MA'ARIV 12/3/98 via IMRA
--Article by Nadav Haetzni:
Not only has a Palestinian land law come into being, but a Palestinian
law on weapons is also now in effect, according to which it is permissible for the
Palestinian Authority to manufacture weapons and accord its citizens the right to bear
arms. Both of these laws are part of a new stage in the Palestinian struggle against
Israel.
Brigadier-General Uri Shoham, the Chief Military Prosecutor: "This is
a serious violation of the agreements with the Palestinians." Attorney Tewfiq
Abu-Ghazzaleh, Chairman of the Palestinian Legal Sub-committee:
"There is no declaration of war here, although I would understand someone thinking
that there was. If it were up to me, perhaps I would not submit this law."
Palestinian Justice Minister Freih Abu-Medein declined to comment.
A few days after the signing ceremony at Wye River, Justice Minister Tzahi Hanegbi
wrote to the Prime Minister, and called his attention to a new Palestinian law, which was,
at that time, in the final stages of enactment.
It is called the "Law on Foreign Ownership of Real Estate in Palestine,"
which was recently brought into law in secret in Gaza, and a copy of which was received by
chance by the Justice Ministry.

Data rows:
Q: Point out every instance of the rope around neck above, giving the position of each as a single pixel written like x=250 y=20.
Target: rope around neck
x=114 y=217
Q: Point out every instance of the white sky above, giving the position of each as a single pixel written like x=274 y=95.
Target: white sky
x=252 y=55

--

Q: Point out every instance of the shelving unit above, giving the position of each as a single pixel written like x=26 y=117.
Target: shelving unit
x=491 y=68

Instruction 1:
Answer these questions from the Ma'ariv article on the Palestinian land and weapons laws:
(a) Who holds the post of Chief Military Prosecutor?
(b) How did Palestinian Justice Minister Freih Abu-Medein respond?
(c) How did the Justice Ministry obtain a copy of the "Law on Foreign Ownership of Real Estate in Palestine"?
Instruction 2:
Write the next part of the Ma'ariv article on the Palestinian land and weapons laws, continuing from its last sentence.

Task result 1:
(a) Brigadier-General Uri Shoham.
(b) He declined to comment.
(c) It was received by chance.

Task result 2:
This law amounts -- according to jurists -- to a declaration of war on the State of
Israel.
Justice Minister Hanegbi made it clear to the Prime Minister that the new law severely
infringes on Israeli citizens' and authorities' land acquisition rights of Israeli
citizens and organisations, from both sides of the Green Line, and complete contravenes
the instructions of the agreements with the Palestinians, including the Wye Agreement.
According to the new law, revealed here for the first time, any Israeli citizen or
institution, certainly any settler or the IDF, holding land in "Palestine", is
harming Palestinian "national security".
Together with this, any Palestinian who aids, in any way, the acquisition or possession
of land by an Israeli -- is guilty of treason.
The land will pass automatically to the treasury of the Palestinian state, and the
judgment on the Israeli holding the land or the Palestinian selling it -- death.
A few months before the enactment of the land law, senior Justice Ministry and IDF
officials brought an additional Palestinian law to the Prime Minister's attention.
This was the "Firearms and Ammunition Law", which was also passed in secret
and signed by "Rais" Arafat last May. According to Chief Military Prosecutor
Brigadier-General Uri Shoham, and Central Command Legal Adviser Colonel Shlomo Politis,
this law too constitutes a serious infringement of the agreements with the Palestinians.
It gives legitimacy to the Palestinian Authority itself, to manufacture weapons and
permit citizens to bear arms. All this is seen by the State of Israel as constituting a
serious security threat, violates the agreement between the sides, and demonstrates
aggressive intentions.
The two laws, on land and on weapons, constitute a single unit of land and fire, and
constitute a new and additional stage in the Palestinian struggle against Israel.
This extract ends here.